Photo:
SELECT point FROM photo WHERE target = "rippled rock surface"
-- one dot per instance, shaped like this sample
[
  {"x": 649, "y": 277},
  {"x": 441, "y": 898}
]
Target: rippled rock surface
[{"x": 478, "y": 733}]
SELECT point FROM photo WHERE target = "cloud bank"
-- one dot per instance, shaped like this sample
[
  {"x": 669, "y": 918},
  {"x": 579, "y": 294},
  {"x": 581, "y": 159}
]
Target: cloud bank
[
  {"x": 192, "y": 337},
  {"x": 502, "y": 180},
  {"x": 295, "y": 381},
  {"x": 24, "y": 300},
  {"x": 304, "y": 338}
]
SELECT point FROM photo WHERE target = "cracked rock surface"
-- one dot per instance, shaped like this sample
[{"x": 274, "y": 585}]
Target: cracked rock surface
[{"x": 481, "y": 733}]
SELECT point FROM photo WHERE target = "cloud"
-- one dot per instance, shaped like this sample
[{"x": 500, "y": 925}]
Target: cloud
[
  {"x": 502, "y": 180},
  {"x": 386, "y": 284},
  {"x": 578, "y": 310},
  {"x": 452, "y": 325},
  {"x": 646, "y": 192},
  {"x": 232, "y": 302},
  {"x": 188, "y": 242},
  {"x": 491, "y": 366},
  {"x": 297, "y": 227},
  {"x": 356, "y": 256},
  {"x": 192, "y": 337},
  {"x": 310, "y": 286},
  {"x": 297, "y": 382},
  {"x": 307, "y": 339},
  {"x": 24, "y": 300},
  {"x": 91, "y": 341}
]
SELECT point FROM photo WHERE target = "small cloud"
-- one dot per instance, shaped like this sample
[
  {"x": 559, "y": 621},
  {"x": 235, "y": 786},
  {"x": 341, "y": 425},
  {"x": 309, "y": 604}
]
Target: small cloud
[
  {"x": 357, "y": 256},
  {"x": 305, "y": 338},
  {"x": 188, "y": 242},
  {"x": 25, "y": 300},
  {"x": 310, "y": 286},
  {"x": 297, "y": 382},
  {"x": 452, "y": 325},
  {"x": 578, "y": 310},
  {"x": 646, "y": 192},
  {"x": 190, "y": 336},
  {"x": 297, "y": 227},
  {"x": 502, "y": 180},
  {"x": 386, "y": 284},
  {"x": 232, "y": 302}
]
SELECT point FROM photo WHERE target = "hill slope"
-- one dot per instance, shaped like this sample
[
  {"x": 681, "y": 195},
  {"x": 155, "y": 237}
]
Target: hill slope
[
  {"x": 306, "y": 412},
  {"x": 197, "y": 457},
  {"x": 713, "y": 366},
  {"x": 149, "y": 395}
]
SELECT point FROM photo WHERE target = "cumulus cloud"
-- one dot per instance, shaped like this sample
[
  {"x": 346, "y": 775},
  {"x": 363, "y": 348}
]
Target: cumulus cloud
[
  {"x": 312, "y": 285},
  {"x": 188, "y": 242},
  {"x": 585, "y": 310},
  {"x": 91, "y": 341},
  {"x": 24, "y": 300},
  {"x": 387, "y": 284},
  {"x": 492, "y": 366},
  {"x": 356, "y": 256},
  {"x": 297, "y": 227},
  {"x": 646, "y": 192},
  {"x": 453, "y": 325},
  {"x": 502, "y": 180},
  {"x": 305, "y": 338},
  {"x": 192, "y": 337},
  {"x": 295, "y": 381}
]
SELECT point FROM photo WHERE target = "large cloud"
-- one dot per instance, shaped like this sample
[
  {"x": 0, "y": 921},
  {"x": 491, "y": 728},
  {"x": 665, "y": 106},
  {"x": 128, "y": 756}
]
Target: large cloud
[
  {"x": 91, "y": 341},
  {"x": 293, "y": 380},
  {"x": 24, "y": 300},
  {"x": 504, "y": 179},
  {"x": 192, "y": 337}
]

————————

→ Task goal:
Send back all of the entries exactly, with nothing missing.

→ Solution to this exercise:
Photo:
SELECT point FROM photo WHERE target = "rippled rock surface"
-- one dot per instance, shaped like this sample
[
  {"x": 649, "y": 277},
  {"x": 441, "y": 898}
]
Target: rippled rock surface
[{"x": 478, "y": 733}]
SELECT point FROM photo WHERE target = "cloud bank"
-- one dot per instance, shaped like this sample
[
  {"x": 669, "y": 918},
  {"x": 579, "y": 294},
  {"x": 581, "y": 159}
]
Target: cloud bank
[
  {"x": 192, "y": 337},
  {"x": 502, "y": 180},
  {"x": 295, "y": 381},
  {"x": 24, "y": 300},
  {"x": 304, "y": 338}
]
SELECT point FROM photo WHERE target = "cracked rock surface"
-- one dot per instance, shaped like this sample
[{"x": 274, "y": 585}]
Target: cracked rock surface
[{"x": 481, "y": 733}]
SELECT point FROM photo WHERE target = "cloud"
-- one dot per instance, shaped like this sample
[{"x": 500, "y": 925}]
Target: cloud
[
  {"x": 502, "y": 180},
  {"x": 386, "y": 284},
  {"x": 578, "y": 310},
  {"x": 452, "y": 325},
  {"x": 646, "y": 192},
  {"x": 232, "y": 302},
  {"x": 188, "y": 242},
  {"x": 491, "y": 366},
  {"x": 297, "y": 227},
  {"x": 356, "y": 256},
  {"x": 192, "y": 337},
  {"x": 310, "y": 286},
  {"x": 297, "y": 382},
  {"x": 307, "y": 339},
  {"x": 24, "y": 300},
  {"x": 91, "y": 341}
]
SELECT point FROM photo WHERE target = "small cloud"
-- one dot per instance, shaped like this sample
[
  {"x": 559, "y": 621},
  {"x": 235, "y": 786},
  {"x": 341, "y": 425},
  {"x": 309, "y": 604}
]
Target: small cloud
[
  {"x": 357, "y": 256},
  {"x": 305, "y": 338},
  {"x": 188, "y": 242},
  {"x": 25, "y": 300},
  {"x": 310, "y": 286},
  {"x": 297, "y": 382},
  {"x": 452, "y": 325},
  {"x": 578, "y": 310},
  {"x": 646, "y": 192},
  {"x": 190, "y": 336},
  {"x": 297, "y": 227},
  {"x": 502, "y": 180},
  {"x": 386, "y": 284},
  {"x": 232, "y": 302}
]
SELECT point FROM photo WHERE target = "hill slope"
-- one dot per instance, shaped like this sample
[
  {"x": 681, "y": 195},
  {"x": 155, "y": 237}
]
Target: hill slope
[
  {"x": 306, "y": 412},
  {"x": 197, "y": 457},
  {"x": 713, "y": 366},
  {"x": 149, "y": 395}
]
SELECT point FROM photo WHERE target = "cumulus cloud"
-- one dot per instance, shaped like this sample
[
  {"x": 346, "y": 775},
  {"x": 363, "y": 348}
]
Target: cumulus cloud
[
  {"x": 312, "y": 285},
  {"x": 188, "y": 242},
  {"x": 585, "y": 310},
  {"x": 91, "y": 341},
  {"x": 24, "y": 300},
  {"x": 387, "y": 284},
  {"x": 492, "y": 366},
  {"x": 356, "y": 256},
  {"x": 297, "y": 227},
  {"x": 646, "y": 192},
  {"x": 453, "y": 325},
  {"x": 502, "y": 180},
  {"x": 305, "y": 338},
  {"x": 192, "y": 337},
  {"x": 295, "y": 381}
]
SELECT point FROM photo WHERE target = "large cloud"
-- one dot per instance, shaped like this sample
[
  {"x": 0, "y": 921},
  {"x": 491, "y": 728},
  {"x": 665, "y": 106},
  {"x": 128, "y": 756}
]
Target: large cloud
[
  {"x": 91, "y": 341},
  {"x": 293, "y": 380},
  {"x": 24, "y": 300},
  {"x": 504, "y": 179},
  {"x": 192, "y": 337}
]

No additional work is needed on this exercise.